DOCUMENT EXCERPT START

Growing Up in “The Whole Wide World,” A Tribute to Rita Houston

Rita Houston by Gus Philippas
Rita Houston at the Beacon Theatre by Gus Philippas

When I think of the term “radio voice,” there’s always one voice that comes to mind first, with its unmatchable smoothness and subtle rasp. The truth is, when I think DJ, it’s always Rita who I see, whose voice I hear. Rita Houston of WFUV, 90.7 FM, somehow seemed to define “one of a kind.” She was a one of a kind DJ, music lover, friend, and above all, a one of a kind human whose humanity itself was infectious even over the airwaves.

When I was in high school, “The Whole Wide World,” which aired Fridays from 6-9 PM signified that it was the weekend. After what could’ve been the longest and hardest week, Rita’s voice and the opening song of her show made everything feel better. The kitchen of my childhood home was flooded with Rita’s eclectic mix of the best music from any and every decade. Rita wasn’t one to stick to any one genre. Rather, she could start with Earth, Wind and Fire, and somehow end up at Brandi Carlile, sneaking in a Beyonce track along the way. “The Whole Wide World” was just that, an all-encompassing global experience that simply had no boundaries. Rita truly had a gift when it came to curation, and it had everything to do with the fact that her knowledge and experience of music was global.

WFUV writes, 

“The Whole Wide World kicked off in 2001 as a showcase for host Rita Houston’s wide-ranging taste in music. She mixed MIA with Marvin Gaye, The Bird and the Bee with Elvis Presley, Ella Fitzgerald with Mark Ronson. It was never about traditional “world music,” but about searching the globe to bring you sounds from world-class artists, pushing the limits of rock, dance and jazz, mixing the lesser-known with the deservedly classic. Longtime listeners know to expect the unexpected.”

When I left home for college, I missed WFUV’s daily presence more than anything, especially my Friday nights with Rita. Luckily I could stream WFUV from my laptop in my dorm room to make things feel a little more normal, but I wasn’t always able to catch the show. In my very first semester, I ended up at a club fair where I discovered that New Paltz had their own radio station, WFNP. I started as a daytime DJ almost immediately; it took a good deal of practice to not say WFUV instead of WFNP on air accidentally. I can say with confidence that nearly all my inspiration came from Rita. My style of DJ-ing was a product of years of listening to hers. I took subtle cues from her transitions, tried to mimic her smoothness, and sheer coolness, all while knowing it would take years of experience of music alone to even come close to a Rita-level of cool.

I’m lucky enough to have met and spent time with Rita over the past 10 years since my dad Gus started working with WFUV as a photographer. Rita and Dad became close friends quickly, and remained such ever since. Rita changed our lives dramatically, opening door after door of opportunity for Dad, as well as inviting us to shows and festivals where I would be able to fully immerse myself in music and life as I had never done before. And when I snagged that daytime DJ position at WFNP at age 18, Rita was one of the first to hear about it. She even tuned in once or twice with Dad, playing my show live over the speakers in the WFUV studio, making me feel like the real deal. 

That’s what Rita did best. She lifted people up, made them feel like the real deal. She had a gift for spotting talent early. It was on WFUV that I first heard of Adele many years ago. She knew immediately when someone had it. And she lifted them into the spotlight, onto the airwaves.

DOCUMENT EXCERPT END

• PROMPT
From the tribute to Rita Houston, extract the passage between "When I was in" and "music was global.", inclusive.

DATA START

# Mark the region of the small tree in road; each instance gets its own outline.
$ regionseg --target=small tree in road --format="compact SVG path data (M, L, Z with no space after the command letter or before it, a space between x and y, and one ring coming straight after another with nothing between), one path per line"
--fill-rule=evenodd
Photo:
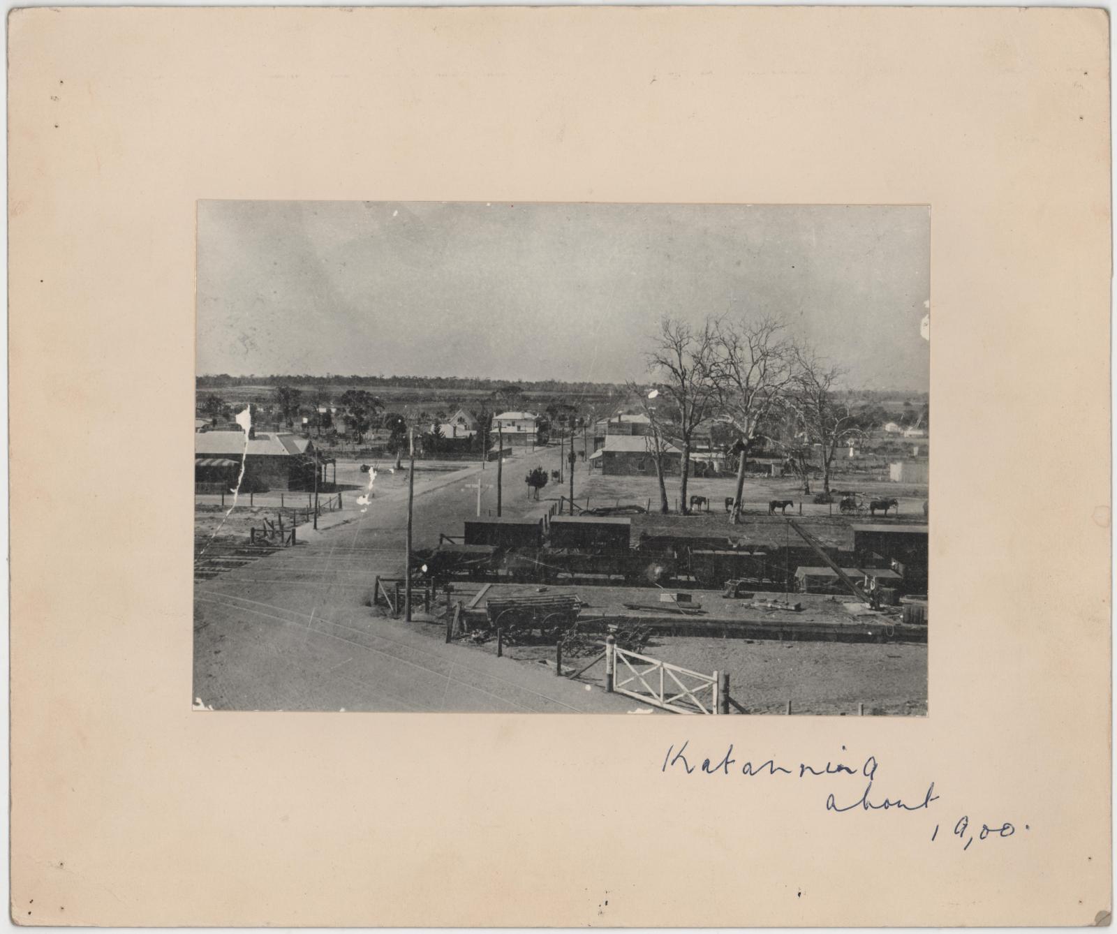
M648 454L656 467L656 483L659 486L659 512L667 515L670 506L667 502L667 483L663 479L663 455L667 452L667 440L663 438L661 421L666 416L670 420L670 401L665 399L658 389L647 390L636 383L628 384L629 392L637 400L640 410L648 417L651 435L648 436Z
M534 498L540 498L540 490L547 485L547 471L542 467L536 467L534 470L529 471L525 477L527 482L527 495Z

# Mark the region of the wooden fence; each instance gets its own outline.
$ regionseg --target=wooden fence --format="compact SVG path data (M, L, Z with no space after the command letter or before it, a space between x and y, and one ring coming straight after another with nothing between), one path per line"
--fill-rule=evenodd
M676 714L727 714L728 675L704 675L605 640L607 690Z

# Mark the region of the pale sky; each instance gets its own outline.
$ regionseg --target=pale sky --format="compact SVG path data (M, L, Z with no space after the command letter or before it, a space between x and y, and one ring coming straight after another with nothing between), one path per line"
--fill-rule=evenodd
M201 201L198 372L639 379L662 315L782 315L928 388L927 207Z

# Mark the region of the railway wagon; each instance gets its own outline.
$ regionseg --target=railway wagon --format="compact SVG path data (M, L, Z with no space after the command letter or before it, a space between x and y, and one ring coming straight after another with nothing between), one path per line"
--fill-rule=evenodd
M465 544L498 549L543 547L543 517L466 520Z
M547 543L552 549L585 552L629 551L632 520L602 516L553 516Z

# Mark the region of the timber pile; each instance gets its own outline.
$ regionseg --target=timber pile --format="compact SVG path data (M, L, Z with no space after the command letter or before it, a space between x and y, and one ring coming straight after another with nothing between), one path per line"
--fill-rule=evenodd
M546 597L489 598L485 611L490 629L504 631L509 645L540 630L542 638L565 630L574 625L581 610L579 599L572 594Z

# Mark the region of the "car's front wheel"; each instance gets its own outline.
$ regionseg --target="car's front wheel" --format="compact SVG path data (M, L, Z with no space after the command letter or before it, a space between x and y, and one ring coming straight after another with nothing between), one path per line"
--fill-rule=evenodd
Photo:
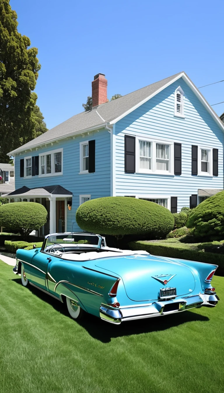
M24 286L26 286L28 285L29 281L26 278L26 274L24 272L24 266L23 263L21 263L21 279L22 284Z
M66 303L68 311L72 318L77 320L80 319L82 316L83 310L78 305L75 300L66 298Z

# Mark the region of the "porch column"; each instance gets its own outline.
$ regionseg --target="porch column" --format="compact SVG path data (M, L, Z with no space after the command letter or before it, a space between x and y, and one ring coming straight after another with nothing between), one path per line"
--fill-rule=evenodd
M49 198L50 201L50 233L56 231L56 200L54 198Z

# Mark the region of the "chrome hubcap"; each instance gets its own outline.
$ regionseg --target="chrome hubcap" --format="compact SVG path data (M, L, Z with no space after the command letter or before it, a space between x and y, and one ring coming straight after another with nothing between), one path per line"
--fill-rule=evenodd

DATA END

• SOLUTION TO THIS EXERCISE
When I was in high school, “The Whole Wide World,” which aired Fridays from 6-9 PM signified that it was the weekend. After what could’ve been the longest and hardest week, Rita’s voice and the opening song of her show made everything feel better. The kitchen of my childhood home was flooded with Rita’s eclectic mix of the best music from any and every decade. Rita wasn’t one to stick to any one genre. Rather, she could start with Earth, Wind and Fire, and somehow end up at Brandi Carlile, sneaking in a Beyonce track along the way. “The Whole Wide World” was just that, an all-encompassing global experience that simply had no boundaries. Rita truly had a gift when it came to curation, and it had everything to do with the fact that her knowledge and experience of music was global.